§ **BRIEF 1**
Retype the part of the hyperprolactinemia text starting at "Hyperprolactinemia refers to" and ending at "become pregnant again.".
§ **BRIEF 2**
Decide whether each statement below agrees with the hyperprolactinemia text, and answer yes or no, quoting the words of the text that decide it: (a) The pituitary gland sits at the base of the brain. (b) Tumors of the lactotrophes are usually large and often malignant. (c) Sleep deprivation can artificially raise prolactin levels.

SELECTED EXTRACT Block Start

Hyperprolactinemia refers to the excess secretion of prolactin a hormone that promotes milk production for breast-feeding.
Prolactin is a protein hormone that is made by the pituitary gland. The pituitary gland is a small, pea-sized gland that sits at the base of our brain in the middle of our head. It secretes 8 major hormones including Growth Hormone (GH), Follicle Stimulating Hormone (FSH), Luteinizing Hormone (LH), Thyroid Stimulating Hormone (LH), Adrenocorticotrophic Hormone (ACTH), oxytocin and vasopressin, in addition to prolactin. Under normal conditions, prolactin is secreted in increasing amounts after the delivery of a baby to facilitate milk production. This also results in the reproductive system becoming inactive. From an evolutionary standpoint, this design allows the mother to nourish the child before she can become pregnant again.
There are a variety of potential causes for excess prolactin secretion. The most common cause is excess activity by the prolactin secreting cells (the lactotrophes). Also common are tumors of the lactotrophes. These tumors are usually very small and are almost universally benign. Other hormonal problems can cause hyperprolactinemia including an under active thyroid gland (hypothyroidism), polycystic ovary syndrome and an overactive adrenal gland (Cushing’s Disease). Certain medicines can cause prolactin to be elevated including some anti-depressants (tricyclics), some anti-hypertensives (calcium channel blockers), narcotic pain medications, estrogen containing drugs and some anti-psychotic medications. Excess breast manipulation, high protein meals, physical activity and sleep deprivation can artificially elevate the prolactin levels. Rarely, there are brain tumors that block the signals from the hypothalamus to the pituitary gland that can result in elevated prolactin levels.

SELECTED EXTRACT Block End
RECORDS Block Start

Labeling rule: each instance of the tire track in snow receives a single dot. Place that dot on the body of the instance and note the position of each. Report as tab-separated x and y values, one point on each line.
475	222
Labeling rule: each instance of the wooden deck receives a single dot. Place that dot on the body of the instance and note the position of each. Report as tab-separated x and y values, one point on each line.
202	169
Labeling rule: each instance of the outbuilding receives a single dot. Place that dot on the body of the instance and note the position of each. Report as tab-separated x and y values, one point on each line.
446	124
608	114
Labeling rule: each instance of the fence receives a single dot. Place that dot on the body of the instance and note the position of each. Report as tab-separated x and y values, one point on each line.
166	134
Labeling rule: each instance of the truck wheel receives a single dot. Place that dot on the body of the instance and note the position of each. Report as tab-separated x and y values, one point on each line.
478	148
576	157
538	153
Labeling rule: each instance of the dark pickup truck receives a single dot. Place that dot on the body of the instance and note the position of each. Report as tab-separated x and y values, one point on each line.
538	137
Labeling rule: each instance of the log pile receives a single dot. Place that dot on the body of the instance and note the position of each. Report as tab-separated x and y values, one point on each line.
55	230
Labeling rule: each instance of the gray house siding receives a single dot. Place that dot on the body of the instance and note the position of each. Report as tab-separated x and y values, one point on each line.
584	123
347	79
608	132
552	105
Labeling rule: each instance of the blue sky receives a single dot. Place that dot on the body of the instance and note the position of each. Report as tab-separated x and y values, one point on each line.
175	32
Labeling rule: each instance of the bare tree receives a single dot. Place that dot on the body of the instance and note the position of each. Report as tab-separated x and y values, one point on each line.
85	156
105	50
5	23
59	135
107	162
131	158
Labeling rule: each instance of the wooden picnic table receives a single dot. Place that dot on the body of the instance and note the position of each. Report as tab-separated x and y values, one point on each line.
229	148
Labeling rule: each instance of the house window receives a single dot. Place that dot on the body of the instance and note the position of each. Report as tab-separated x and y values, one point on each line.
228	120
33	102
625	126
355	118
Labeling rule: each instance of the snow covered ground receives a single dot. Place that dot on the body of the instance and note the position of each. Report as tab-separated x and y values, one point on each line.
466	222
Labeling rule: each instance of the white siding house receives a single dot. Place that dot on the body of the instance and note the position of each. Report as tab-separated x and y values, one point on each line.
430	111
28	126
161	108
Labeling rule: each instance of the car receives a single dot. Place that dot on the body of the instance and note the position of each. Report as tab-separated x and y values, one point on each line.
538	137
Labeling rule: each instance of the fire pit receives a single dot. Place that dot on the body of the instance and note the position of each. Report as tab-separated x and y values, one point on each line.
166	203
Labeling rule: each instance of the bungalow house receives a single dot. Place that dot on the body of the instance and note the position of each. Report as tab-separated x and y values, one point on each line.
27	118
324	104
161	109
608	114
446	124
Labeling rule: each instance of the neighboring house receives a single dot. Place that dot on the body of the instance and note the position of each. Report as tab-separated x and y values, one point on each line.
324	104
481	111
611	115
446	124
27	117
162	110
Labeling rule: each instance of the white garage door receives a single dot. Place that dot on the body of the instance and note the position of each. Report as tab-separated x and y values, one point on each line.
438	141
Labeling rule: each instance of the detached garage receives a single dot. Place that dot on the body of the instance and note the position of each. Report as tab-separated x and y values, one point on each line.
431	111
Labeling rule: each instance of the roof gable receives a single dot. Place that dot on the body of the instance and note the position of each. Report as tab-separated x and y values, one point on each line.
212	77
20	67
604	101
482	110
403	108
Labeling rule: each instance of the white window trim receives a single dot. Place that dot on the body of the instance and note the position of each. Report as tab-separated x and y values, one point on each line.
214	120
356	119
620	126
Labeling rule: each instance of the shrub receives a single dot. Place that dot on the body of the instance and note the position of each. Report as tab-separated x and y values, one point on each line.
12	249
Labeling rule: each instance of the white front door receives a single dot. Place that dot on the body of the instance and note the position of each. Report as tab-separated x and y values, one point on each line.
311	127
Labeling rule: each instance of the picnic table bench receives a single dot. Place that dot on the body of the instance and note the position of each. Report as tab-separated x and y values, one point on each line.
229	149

RECORDS Block End

§ **TASK RESULT 1**
Hyperprolactinemia refers to the excess secretion of prolactin a hormone that promotes milk production for breast-feeding.
Prolactin is a protein hormone that is made by the pituitary gland. The pituitary gland is a small, pea-sized gland that sits at the base of our brain in the middle of our head. It secretes 8 major hormones including Growth Hormone (GH), Follicle Stimulating Hormone (FSH), Luteinizing Hormone (LH), Thyroid Stimulating Hormone (LH), Adrenocorticotrophic Hormone (ACTH), oxytocin and vasopressin, in addition to prolactin. Under normal conditions, prolactin is secreted in increasing amounts after the delivery of a baby to facilitate milk production. This also results in the reproductive system becoming inactive. From an evolutionary standpoint, this design allows the mother to nourish the child before she can become pregnant again.

§ **TASK RESULT 2**
(a) Yes: "sits at the base of our brain in the middle of our head"
(b) No: "These tumors are usually very small and are almost universally benign."
(c) Yes: "Excess breast manipulation, high protein meals, physical activity and sleep deprivation can artificially elevate the prolactin levels."